Region labeling entries:

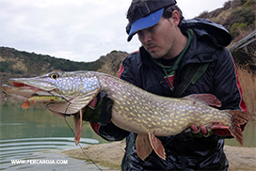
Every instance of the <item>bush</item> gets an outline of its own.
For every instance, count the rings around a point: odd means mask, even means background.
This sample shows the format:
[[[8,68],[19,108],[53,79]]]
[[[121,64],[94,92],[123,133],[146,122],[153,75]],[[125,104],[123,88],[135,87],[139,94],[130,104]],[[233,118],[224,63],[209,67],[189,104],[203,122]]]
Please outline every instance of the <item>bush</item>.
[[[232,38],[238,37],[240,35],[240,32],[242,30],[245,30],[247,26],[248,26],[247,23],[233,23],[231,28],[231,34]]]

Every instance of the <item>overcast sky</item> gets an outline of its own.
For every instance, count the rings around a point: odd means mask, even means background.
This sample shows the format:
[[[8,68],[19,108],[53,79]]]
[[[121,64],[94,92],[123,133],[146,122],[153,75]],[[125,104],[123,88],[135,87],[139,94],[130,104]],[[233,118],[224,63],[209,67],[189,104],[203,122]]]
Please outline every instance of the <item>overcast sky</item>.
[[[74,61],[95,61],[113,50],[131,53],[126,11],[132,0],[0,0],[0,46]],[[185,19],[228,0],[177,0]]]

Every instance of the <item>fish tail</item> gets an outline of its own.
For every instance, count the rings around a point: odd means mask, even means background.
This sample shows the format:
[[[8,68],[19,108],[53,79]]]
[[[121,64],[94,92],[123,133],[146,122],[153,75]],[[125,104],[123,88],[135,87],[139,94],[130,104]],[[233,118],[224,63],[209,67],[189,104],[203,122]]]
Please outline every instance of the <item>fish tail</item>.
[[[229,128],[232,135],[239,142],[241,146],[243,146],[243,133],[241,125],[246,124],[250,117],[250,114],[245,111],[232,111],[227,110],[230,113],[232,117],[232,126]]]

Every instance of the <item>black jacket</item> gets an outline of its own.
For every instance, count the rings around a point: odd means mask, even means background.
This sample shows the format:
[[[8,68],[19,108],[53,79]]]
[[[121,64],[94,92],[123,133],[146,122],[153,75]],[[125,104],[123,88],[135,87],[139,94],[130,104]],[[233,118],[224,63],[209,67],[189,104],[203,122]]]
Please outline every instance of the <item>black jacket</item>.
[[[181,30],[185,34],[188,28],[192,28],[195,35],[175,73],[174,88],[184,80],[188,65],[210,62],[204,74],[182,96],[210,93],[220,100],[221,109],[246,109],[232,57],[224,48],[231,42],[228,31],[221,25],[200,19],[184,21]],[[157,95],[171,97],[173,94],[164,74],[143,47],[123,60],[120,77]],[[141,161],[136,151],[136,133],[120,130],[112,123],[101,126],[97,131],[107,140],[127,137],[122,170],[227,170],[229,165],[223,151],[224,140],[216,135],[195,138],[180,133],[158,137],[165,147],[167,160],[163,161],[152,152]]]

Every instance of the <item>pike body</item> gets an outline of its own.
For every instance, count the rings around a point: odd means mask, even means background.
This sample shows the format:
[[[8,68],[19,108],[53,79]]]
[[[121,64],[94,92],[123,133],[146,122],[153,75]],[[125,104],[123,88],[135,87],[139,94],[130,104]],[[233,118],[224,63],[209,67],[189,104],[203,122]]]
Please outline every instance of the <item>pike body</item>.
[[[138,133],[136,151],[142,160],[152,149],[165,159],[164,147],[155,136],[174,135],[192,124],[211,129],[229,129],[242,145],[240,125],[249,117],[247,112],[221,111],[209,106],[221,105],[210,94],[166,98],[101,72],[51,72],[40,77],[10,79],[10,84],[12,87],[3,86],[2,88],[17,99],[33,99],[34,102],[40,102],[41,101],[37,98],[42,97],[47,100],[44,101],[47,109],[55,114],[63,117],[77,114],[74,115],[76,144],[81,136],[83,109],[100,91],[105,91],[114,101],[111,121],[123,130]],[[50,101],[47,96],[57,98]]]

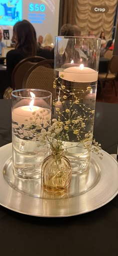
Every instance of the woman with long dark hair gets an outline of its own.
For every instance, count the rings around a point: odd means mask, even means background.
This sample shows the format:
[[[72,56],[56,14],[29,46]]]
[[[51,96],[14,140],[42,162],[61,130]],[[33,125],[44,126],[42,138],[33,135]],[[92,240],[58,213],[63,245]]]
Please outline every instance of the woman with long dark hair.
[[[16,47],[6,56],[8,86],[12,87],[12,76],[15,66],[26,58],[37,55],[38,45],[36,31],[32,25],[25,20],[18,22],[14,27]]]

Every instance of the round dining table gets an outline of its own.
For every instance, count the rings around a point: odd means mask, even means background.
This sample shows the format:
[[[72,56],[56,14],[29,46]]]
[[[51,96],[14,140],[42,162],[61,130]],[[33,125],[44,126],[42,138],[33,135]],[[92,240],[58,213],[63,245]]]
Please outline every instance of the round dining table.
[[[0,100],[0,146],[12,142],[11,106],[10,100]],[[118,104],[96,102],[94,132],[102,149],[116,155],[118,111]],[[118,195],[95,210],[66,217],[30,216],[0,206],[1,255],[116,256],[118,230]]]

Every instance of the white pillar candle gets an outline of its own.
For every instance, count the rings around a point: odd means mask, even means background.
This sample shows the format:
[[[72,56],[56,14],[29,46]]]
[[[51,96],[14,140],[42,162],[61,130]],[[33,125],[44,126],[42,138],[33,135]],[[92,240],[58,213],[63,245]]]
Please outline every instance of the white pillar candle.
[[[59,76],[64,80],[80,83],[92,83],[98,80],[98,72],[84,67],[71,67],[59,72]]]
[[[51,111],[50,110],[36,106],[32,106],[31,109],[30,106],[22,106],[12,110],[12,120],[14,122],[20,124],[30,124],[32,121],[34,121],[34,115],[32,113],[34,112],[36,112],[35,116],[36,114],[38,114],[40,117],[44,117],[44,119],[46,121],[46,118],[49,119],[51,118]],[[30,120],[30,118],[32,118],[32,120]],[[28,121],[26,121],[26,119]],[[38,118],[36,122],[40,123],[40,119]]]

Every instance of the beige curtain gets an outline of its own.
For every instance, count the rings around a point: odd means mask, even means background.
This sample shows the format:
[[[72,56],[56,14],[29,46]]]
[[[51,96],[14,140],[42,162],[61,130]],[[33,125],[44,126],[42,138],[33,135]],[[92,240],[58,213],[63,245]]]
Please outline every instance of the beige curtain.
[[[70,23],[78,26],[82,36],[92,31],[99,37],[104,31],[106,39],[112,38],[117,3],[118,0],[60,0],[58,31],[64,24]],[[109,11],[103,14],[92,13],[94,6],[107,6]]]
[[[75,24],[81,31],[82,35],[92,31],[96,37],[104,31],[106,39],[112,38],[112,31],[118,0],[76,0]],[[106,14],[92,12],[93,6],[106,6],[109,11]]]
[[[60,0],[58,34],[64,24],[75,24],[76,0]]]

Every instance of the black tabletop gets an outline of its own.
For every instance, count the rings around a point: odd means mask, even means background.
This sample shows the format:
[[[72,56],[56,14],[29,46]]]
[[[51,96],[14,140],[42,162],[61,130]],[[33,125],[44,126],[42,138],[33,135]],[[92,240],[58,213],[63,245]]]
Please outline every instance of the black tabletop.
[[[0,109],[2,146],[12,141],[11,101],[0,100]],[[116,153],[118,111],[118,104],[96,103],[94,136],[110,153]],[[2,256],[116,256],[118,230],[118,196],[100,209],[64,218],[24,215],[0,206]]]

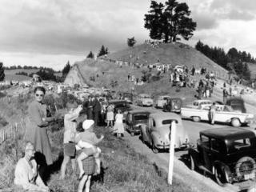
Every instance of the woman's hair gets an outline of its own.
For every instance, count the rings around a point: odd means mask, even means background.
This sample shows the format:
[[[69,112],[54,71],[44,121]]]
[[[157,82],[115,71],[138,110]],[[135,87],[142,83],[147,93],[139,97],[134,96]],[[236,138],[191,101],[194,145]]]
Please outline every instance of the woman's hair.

#### Problem details
Reproduce the records verbatim, omitting all images they contain.

#### Final answer
Every instance of the <item>bush</item> gets an outline of its own.
For every instance, count the rings around a point: odd means mask, even means background.
This sample shows the format:
[[[8,68],[19,108],[53,79]]]
[[[121,64],[94,92],[123,133],[146,122],[153,75]],[[125,104],[123,88],[135,87],[139,94],[130,104]],[[233,118],[224,63],[209,67],[189,104],[203,122]]]
Please outline every instance of the <item>bush</item>.
[[[232,38],[238,37],[240,35],[240,32],[242,30],[245,30],[247,26],[248,26],[247,23],[233,23],[231,28],[231,34]]]

Every instance of the <item>overcast sky</item> gets an outline of its own.
For every instance, count the rings around a point: odd means mask, even means background.
This sample shows the format:
[[[8,68],[19,108],[53,79]]]
[[[121,64],[94,92],[123,133],[146,122],[153,75]],[[125,104],[123,88],[135,87],[139,94],[130,104]],[[233,118],[224,63],[209,67],[189,104],[203,122]]]
Please outline every instance of the <item>overcast sky</item>.
[[[74,61],[95,61],[113,50],[131,53],[126,11],[132,0],[0,0],[0,46]],[[185,19],[228,0],[177,0]]]

Every instance of the <item>fish tail</item> gets an outline of its own.
For every instance, count the rings around a point: odd means mask, even means background.
This sample shows the format:
[[[8,68],[19,108],[53,79]]]
[[[121,64],[94,92],[123,133],[146,122],[153,75]],[[125,104],[123,88],[135,87],[139,94],[130,104]],[[233,118],[224,63],[209,67],[189,104],[203,122]]]
Please outline every instance of the <item>fish tail</item>.
[[[229,128],[232,135],[239,142],[241,146],[243,146],[243,133],[241,125],[246,124],[250,117],[250,114],[245,111],[232,111],[227,110],[230,113],[232,117],[232,126]]]

Every instance of the <item>black jacket</item> gets an outline of its own.
For every instance, count the rings around a point: odd means mask, even means background.
This sample shows the format:
[[[8,68],[19,108],[53,79]]]
[[[121,64],[94,92],[123,133],[146,122],[153,75]],[[125,104],[123,88],[135,87],[139,94],[130,104]],[[233,118],[224,63],[209,67],[189,104],[203,122]]]
Please outline every instance of the <item>black jacket</item>.
[[[181,30],[185,34],[188,28],[192,28],[195,35],[175,73],[174,88],[184,80],[188,65],[210,62],[204,74],[182,96],[210,93],[220,100],[221,109],[246,109],[232,57],[224,48],[231,42],[228,31],[221,25],[200,19],[184,21]],[[157,95],[171,97],[173,94],[164,74],[143,47],[123,60],[120,77]],[[141,161],[136,151],[136,133],[120,130],[112,123],[101,126],[97,131],[107,140],[127,137],[122,170],[227,170],[229,165],[223,151],[224,140],[216,135],[195,138],[180,133],[158,137],[165,147],[167,160],[163,161],[152,152]]]

Every instance of the <item>pike body</item> gets an outline of its own.
For every instance, count the rings around a point: odd means mask, even means background.
This sample shows the format:
[[[8,68],[19,108],[53,79]]]
[[[121,64],[94,92],[123,133],[146,122],[153,75]],[[125,104],[123,88],[135,87],[139,94],[130,104]],[[233,118],[224,63],[209,67],[189,104],[203,122]]]
Please outline every instance of the <item>pike body</item>.
[[[138,133],[136,151],[142,160],[152,149],[165,159],[164,147],[155,136],[174,135],[192,124],[211,129],[229,129],[242,145],[240,125],[249,117],[247,112],[221,111],[209,106],[221,105],[210,94],[166,98],[101,72],[51,72],[40,77],[10,79],[10,84],[12,87],[3,86],[2,88],[17,99],[33,99],[34,102],[40,102],[41,101],[37,98],[42,97],[47,100],[44,101],[47,109],[55,114],[63,117],[77,114],[74,115],[76,144],[81,136],[83,109],[100,91],[105,91],[114,101],[111,121],[123,130]],[[50,101],[47,96],[57,98]]]

Every instance of the woman with long dark hair gets an outline of its own.
For every instance, count the rings around a point: odd means mask, even means background.
This sample shows the format:
[[[72,56],[56,14],[29,46]]]
[[[51,96],[14,140],[42,162],[61,130]],[[33,125],[44,126],[42,138],[33,135]],[[92,240],[58,213],[63,245]]]
Please outline every instance of the woman with long dark hair.
[[[16,47],[6,56],[8,86],[12,87],[12,76],[15,66],[26,58],[37,55],[38,45],[36,31],[32,25],[25,20],[18,22],[14,27]]]

Every instance of the round dining table gets an outline of its own.
For every instance, count the rings around a point: odd means mask, even means background.
This sample shows the format:
[[[72,56],[56,14],[29,46]]]
[[[51,96],[14,140],[42,162],[61,130]],[[33,125],[44,126],[42,138],[33,135]],[[92,240],[58,213],[63,245]]]
Please outline every instance of the round dining table.
[[[0,100],[0,146],[12,142],[11,106],[10,100]],[[118,104],[96,102],[94,132],[102,149],[116,155],[118,111]],[[118,195],[95,210],[66,217],[30,216],[0,206],[1,255],[116,256],[118,230]]]

Every instance of the white pillar candle gets an outline of its own.
For every instance, count the rings around a point: odd means mask, even means background.
This sample shows the format:
[[[72,56],[56,14],[29,46]]]
[[[51,96],[14,140],[42,162],[61,130]],[[33,125],[44,126],[42,138],[33,135]],[[92,240],[58,213],[63,245]]]
Please outline every instance of the white pillar candle.
[[[59,76],[64,80],[80,83],[92,83],[98,80],[98,72],[84,67],[71,67],[59,72]]]
[[[51,111],[50,110],[36,106],[32,106],[31,109],[30,106],[22,106],[12,110],[12,120],[14,122],[20,124],[30,124],[32,121],[34,121],[34,115],[32,113],[34,112],[36,112],[35,116],[36,114],[38,114],[40,117],[44,117],[44,119],[46,121],[46,118],[49,119],[51,118]],[[30,120],[30,118],[32,118],[32,120]],[[28,121],[26,121],[26,119]],[[38,118],[36,122],[40,123],[40,119]]]

Every instance of the beige curtain gets an outline of its own.
For every instance, count the rings around a point: odd means mask, even means background.
This sample shows the format:
[[[72,56],[56,14],[29,46]]]
[[[51,96],[14,140],[42,162],[61,130]],[[33,125],[44,126],[42,138],[33,135]],[[92,240],[58,213],[63,245]]]
Please outline every instance of the beige curtain.
[[[70,23],[78,26],[82,36],[92,31],[99,37],[104,31],[106,39],[112,38],[117,3],[118,0],[60,0],[58,31],[64,24]],[[109,11],[103,14],[92,13],[94,6],[107,6]]]
[[[75,24],[81,31],[82,35],[92,31],[96,37],[104,31],[106,39],[112,38],[112,31],[118,0],[76,0]],[[106,14],[92,12],[93,6],[106,6],[109,11]]]
[[[60,0],[58,34],[64,24],[75,24],[76,0]]]

Every instance of the black tabletop gets an outline of its own.
For every instance, count the rings around a point: odd means mask, even means background.
This sample shows the format:
[[[72,56],[56,14],[29,46]]]
[[[51,96],[14,140],[42,162],[61,130]],[[33,125],[44,126],[42,138],[33,135]],[[92,240],[58,213],[63,245]]]
Please outline every instance of the black tabletop.
[[[0,109],[2,146],[12,141],[11,101],[0,100]],[[116,153],[118,111],[118,104],[96,103],[94,136],[110,153]],[[2,256],[116,256],[118,230],[118,196],[100,209],[64,218],[24,215],[0,206]]]

Every instance of the woman's hair gets an outline of its own.
For every instance, count the rings around a point: odd means mask, even means background.
This sample shows the format:
[[[69,112],[54,71],[44,121]]]
[[[157,82],[115,71],[138,110]],[[135,87],[142,83],[147,93],[139,97],[134,96]],[[236,138],[191,101],[194,145]]]
Please outline every instance of the woman's hair.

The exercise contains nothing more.